■ **Assignment**: I need all the entries repeated exactly as written.

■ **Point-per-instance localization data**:
- - - - - - -

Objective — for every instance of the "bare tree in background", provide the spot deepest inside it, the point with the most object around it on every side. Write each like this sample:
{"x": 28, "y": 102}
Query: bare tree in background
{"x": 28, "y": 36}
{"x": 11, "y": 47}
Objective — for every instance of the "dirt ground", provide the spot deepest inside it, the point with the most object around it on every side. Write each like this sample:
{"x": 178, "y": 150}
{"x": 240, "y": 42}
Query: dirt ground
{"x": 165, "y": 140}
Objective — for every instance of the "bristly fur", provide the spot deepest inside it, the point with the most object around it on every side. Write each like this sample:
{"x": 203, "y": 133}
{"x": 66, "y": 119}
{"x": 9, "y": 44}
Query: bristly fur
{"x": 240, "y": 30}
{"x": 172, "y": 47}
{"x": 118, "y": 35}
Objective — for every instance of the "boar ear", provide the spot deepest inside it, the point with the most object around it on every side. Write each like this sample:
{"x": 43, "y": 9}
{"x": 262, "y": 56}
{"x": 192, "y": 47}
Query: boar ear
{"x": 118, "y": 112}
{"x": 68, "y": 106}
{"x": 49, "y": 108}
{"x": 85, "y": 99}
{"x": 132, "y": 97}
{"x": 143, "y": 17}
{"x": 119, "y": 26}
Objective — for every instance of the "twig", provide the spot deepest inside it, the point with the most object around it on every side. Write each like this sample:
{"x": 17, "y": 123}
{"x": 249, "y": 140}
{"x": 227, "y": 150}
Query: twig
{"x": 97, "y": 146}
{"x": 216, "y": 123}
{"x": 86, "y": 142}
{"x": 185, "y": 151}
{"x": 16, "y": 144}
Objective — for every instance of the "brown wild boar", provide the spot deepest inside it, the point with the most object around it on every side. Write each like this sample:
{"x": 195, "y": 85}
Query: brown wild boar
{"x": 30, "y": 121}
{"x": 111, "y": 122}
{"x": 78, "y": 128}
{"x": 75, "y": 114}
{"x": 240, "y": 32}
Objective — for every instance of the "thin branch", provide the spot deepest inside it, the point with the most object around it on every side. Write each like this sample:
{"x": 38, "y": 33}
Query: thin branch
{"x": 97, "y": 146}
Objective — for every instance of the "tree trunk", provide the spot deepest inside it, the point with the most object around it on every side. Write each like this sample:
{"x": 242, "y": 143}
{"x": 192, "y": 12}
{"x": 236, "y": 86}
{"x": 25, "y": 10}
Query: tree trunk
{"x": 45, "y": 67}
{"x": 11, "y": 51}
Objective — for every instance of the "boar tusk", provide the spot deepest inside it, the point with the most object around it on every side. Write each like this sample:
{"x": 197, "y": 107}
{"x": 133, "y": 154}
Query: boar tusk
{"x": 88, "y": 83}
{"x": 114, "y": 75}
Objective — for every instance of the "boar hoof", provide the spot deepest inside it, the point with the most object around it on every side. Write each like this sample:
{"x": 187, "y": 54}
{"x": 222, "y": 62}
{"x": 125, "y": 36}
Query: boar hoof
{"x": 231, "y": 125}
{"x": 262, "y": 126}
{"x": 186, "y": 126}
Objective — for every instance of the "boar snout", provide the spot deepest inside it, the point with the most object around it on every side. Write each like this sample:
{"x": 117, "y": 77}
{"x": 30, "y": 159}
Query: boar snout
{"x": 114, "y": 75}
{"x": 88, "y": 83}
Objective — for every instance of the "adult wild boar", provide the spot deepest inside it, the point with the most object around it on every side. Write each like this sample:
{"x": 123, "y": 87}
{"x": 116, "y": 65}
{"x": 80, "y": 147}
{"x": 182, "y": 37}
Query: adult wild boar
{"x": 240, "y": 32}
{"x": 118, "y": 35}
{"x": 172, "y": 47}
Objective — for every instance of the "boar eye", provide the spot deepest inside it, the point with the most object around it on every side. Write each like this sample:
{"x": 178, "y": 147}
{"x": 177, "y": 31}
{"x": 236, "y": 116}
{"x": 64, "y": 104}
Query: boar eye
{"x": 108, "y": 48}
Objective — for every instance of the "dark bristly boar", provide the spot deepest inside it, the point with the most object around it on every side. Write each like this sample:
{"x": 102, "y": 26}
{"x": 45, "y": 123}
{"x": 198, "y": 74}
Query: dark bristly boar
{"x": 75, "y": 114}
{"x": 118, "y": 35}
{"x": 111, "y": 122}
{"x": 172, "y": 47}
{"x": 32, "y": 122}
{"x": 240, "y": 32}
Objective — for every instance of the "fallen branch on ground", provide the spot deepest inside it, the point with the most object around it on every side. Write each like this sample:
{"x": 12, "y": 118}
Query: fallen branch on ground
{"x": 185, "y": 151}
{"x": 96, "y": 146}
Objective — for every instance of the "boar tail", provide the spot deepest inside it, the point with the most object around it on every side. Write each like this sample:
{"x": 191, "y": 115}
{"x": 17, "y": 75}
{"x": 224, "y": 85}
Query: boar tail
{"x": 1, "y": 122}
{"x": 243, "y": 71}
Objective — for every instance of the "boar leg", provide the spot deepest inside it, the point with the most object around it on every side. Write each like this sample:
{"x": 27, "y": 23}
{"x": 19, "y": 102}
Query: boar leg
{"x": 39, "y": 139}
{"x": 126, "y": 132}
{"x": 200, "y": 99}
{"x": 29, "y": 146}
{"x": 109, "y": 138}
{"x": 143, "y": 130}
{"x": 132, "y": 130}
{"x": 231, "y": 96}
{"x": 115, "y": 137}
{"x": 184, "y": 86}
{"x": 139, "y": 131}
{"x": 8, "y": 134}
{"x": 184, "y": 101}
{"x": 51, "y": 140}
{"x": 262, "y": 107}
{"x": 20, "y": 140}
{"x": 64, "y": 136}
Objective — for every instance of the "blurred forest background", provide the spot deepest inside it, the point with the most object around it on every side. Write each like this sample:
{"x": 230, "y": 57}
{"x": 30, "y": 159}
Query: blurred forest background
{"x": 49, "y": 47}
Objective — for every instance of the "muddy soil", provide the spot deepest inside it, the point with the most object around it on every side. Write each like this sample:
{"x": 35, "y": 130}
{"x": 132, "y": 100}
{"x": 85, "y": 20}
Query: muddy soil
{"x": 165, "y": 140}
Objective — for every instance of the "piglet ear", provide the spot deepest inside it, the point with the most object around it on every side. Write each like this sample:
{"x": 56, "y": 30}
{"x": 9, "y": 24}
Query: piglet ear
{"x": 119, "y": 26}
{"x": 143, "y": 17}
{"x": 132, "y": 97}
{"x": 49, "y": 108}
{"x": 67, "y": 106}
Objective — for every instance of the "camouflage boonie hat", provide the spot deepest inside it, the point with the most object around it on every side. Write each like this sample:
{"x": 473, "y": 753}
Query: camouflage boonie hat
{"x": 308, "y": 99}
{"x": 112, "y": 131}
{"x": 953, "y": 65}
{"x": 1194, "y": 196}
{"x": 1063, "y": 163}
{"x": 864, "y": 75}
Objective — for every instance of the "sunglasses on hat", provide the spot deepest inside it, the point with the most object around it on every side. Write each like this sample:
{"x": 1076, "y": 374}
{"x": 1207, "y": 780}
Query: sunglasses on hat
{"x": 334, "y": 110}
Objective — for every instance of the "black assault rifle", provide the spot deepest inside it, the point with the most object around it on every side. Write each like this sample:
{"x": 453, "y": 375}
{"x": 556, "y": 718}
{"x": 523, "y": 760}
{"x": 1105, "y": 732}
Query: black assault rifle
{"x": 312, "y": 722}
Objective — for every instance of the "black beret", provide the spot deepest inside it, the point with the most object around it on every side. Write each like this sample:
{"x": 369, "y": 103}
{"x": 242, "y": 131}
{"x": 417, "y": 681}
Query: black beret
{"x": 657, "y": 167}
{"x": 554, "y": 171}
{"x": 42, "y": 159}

- - - - - - -

■ **Solution**:
Objective — for every instance of the "bare tree in background", provide the spot deepest inside it, the point with the most object around it on every side. Write each like this sample:
{"x": 28, "y": 102}
Query: bare tree in background
{"x": 28, "y": 36}
{"x": 11, "y": 47}
Objective — for every instance of the "dirt ground", provide the spot deepest inside it, the point with the most object around it on every side. Write each like this sample:
{"x": 178, "y": 150}
{"x": 240, "y": 42}
Query: dirt ground
{"x": 165, "y": 140}
Objective — for every instance of the "bristly fur", provide the spot deepest inside it, the point with the most object around it on every side. Write each like this sample:
{"x": 203, "y": 133}
{"x": 66, "y": 119}
{"x": 9, "y": 44}
Query: bristly fur
{"x": 240, "y": 30}
{"x": 172, "y": 47}
{"x": 118, "y": 35}
Objective — for every instance of the "boar ear", provide the spot deepest inside it, the point with the most object around it on every side. Write each like this sample:
{"x": 43, "y": 9}
{"x": 262, "y": 56}
{"x": 192, "y": 47}
Query: boar ear
{"x": 118, "y": 112}
{"x": 68, "y": 106}
{"x": 49, "y": 108}
{"x": 85, "y": 99}
{"x": 132, "y": 97}
{"x": 143, "y": 17}
{"x": 119, "y": 26}
Objective — for every instance of the "twig", provide the spot deepest inside it, the point with the most object around it on every side. Write each like this sample:
{"x": 17, "y": 123}
{"x": 249, "y": 140}
{"x": 227, "y": 150}
Query: twig
{"x": 97, "y": 146}
{"x": 216, "y": 123}
{"x": 86, "y": 142}
{"x": 185, "y": 151}
{"x": 16, "y": 144}
Objective — for every instance of the "brown wild boar", provide the spot deepest inside it, the point with the most object around it on every side. Write each like this sample:
{"x": 195, "y": 85}
Query: brown wild boar
{"x": 30, "y": 121}
{"x": 111, "y": 122}
{"x": 78, "y": 128}
{"x": 75, "y": 114}
{"x": 240, "y": 32}
Objective — for every instance of the "thin branch", provide the spot deepest inside it, the point with the most object around it on every side. Write each like this sample:
{"x": 38, "y": 33}
Query: thin branch
{"x": 97, "y": 146}
Objective — for every instance of the "tree trunk", provide the spot deepest inside it, the point with the most object around it on every side. Write each like this sample:
{"x": 242, "y": 143}
{"x": 192, "y": 12}
{"x": 236, "y": 86}
{"x": 25, "y": 10}
Query: tree trunk
{"x": 45, "y": 67}
{"x": 11, "y": 51}
Objective — for every instance of the "boar tusk", provide the spot deepest inside it, the point with the most object around it on every side. Write each like this sample:
{"x": 197, "y": 107}
{"x": 133, "y": 154}
Query: boar tusk
{"x": 88, "y": 83}
{"x": 114, "y": 75}
Objective — for every instance of the "boar hoof", provide the spot deepest inside it, the point with the most object around it on every side. Write each like this sample:
{"x": 187, "y": 54}
{"x": 222, "y": 62}
{"x": 125, "y": 36}
Query: boar hoof
{"x": 231, "y": 125}
{"x": 262, "y": 126}
{"x": 186, "y": 126}
Objective — for every instance of the "boar snout", provide the spot deepest inside it, the point with the most object around it on every side. Write each like this sample:
{"x": 117, "y": 77}
{"x": 30, "y": 159}
Query: boar snout
{"x": 114, "y": 75}
{"x": 88, "y": 83}
Objective — for every instance of the "adult wild boar", provide the spot deepest inside it, the point with the most object around it on every side. Write each like this sample:
{"x": 123, "y": 87}
{"x": 116, "y": 65}
{"x": 80, "y": 147}
{"x": 182, "y": 37}
Query: adult wild boar
{"x": 240, "y": 32}
{"x": 118, "y": 35}
{"x": 172, "y": 47}
Objective — for every instance of the "boar eye", provide the spot deepest inside it, the point with the most object around it on every side. Write each like this sample:
{"x": 178, "y": 147}
{"x": 177, "y": 31}
{"x": 236, "y": 116}
{"x": 64, "y": 104}
Query: boar eye
{"x": 108, "y": 48}
Objective — for every instance of the "dark bristly boar", provide the spot deepest inside it, the point with the most object around it on every side. Write each like this sample:
{"x": 102, "y": 26}
{"x": 45, "y": 123}
{"x": 198, "y": 74}
Query: dark bristly boar
{"x": 75, "y": 114}
{"x": 118, "y": 35}
{"x": 111, "y": 122}
{"x": 172, "y": 47}
{"x": 32, "y": 122}
{"x": 240, "y": 32}
Objective — for every instance of the "fallen branch on ground", provide the spot deepest inside it, the point with the most object around it on every side. Write each like this sample:
{"x": 12, "y": 118}
Query: fallen branch on ground
{"x": 185, "y": 151}
{"x": 96, "y": 146}
Objective — for every instance of the "boar tail", provide the spot deepest inside it, the point with the most object around it on every side. Write each like this sample:
{"x": 191, "y": 115}
{"x": 17, "y": 75}
{"x": 224, "y": 85}
Query: boar tail
{"x": 1, "y": 122}
{"x": 243, "y": 71}
Objective — for every instance of the "boar leg", provide the spot deepest inside it, the point with the most object around it on every side. Write each like this sample:
{"x": 27, "y": 23}
{"x": 19, "y": 102}
Query: boar leg
{"x": 39, "y": 139}
{"x": 126, "y": 132}
{"x": 200, "y": 99}
{"x": 29, "y": 146}
{"x": 109, "y": 138}
{"x": 143, "y": 130}
{"x": 132, "y": 130}
{"x": 231, "y": 96}
{"x": 115, "y": 137}
{"x": 184, "y": 86}
{"x": 139, "y": 131}
{"x": 8, "y": 134}
{"x": 184, "y": 101}
{"x": 51, "y": 140}
{"x": 262, "y": 107}
{"x": 20, "y": 140}
{"x": 64, "y": 136}
Objective — for every instance of the "blurred forest background", provide the spot deepest inside it, the point with the most object around it on every side. Write each like this sample:
{"x": 230, "y": 57}
{"x": 30, "y": 159}
Query: blurred forest background
{"x": 49, "y": 47}
Objective — for every instance of the "muddy soil", provide the spot deepest inside it, the point with the most object around it on every side. Write each like this sample:
{"x": 35, "y": 130}
{"x": 132, "y": 100}
{"x": 85, "y": 20}
Query: muddy soil
{"x": 165, "y": 140}
Objective — for every instance of the "piglet ear", provide the spot deepest inside it, the point with the most object around it on every side. Write each like this sample:
{"x": 56, "y": 30}
{"x": 9, "y": 24}
Query: piglet ear
{"x": 119, "y": 26}
{"x": 143, "y": 17}
{"x": 132, "y": 97}
{"x": 49, "y": 108}
{"x": 67, "y": 106}
Objective — for every instance of the "camouflage boonie hat", provide the spot deepest inside it, the point with the most object around it on every side. Write each like this sample:
{"x": 473, "y": 753}
Query: camouflage boonie hat
{"x": 308, "y": 99}
{"x": 112, "y": 131}
{"x": 953, "y": 65}
{"x": 1194, "y": 196}
{"x": 1063, "y": 163}
{"x": 864, "y": 75}
Objective — for every instance of the "sunglasses on hat", provide the spot deepest inside it, the point with the most object around it on every side. Write each like this sample:
{"x": 1076, "y": 374}
{"x": 1207, "y": 780}
Query: sunglasses on hat
{"x": 334, "y": 110}
Objective — for every instance of the "black assault rifle", provide the spot deepest inside it, the point with the most object around it on every side. Write each like this sample:
{"x": 453, "y": 375}
{"x": 556, "y": 718}
{"x": 523, "y": 760}
{"x": 1105, "y": 732}
Query: black assault rifle
{"x": 312, "y": 722}
Objective — for every instance of the "black beret", provide the spot deepest inside it, the point with the most object around it on every side. Write each like this sample:
{"x": 369, "y": 103}
{"x": 242, "y": 131}
{"x": 417, "y": 681}
Query: black beret
{"x": 657, "y": 167}
{"x": 554, "y": 171}
{"x": 42, "y": 159}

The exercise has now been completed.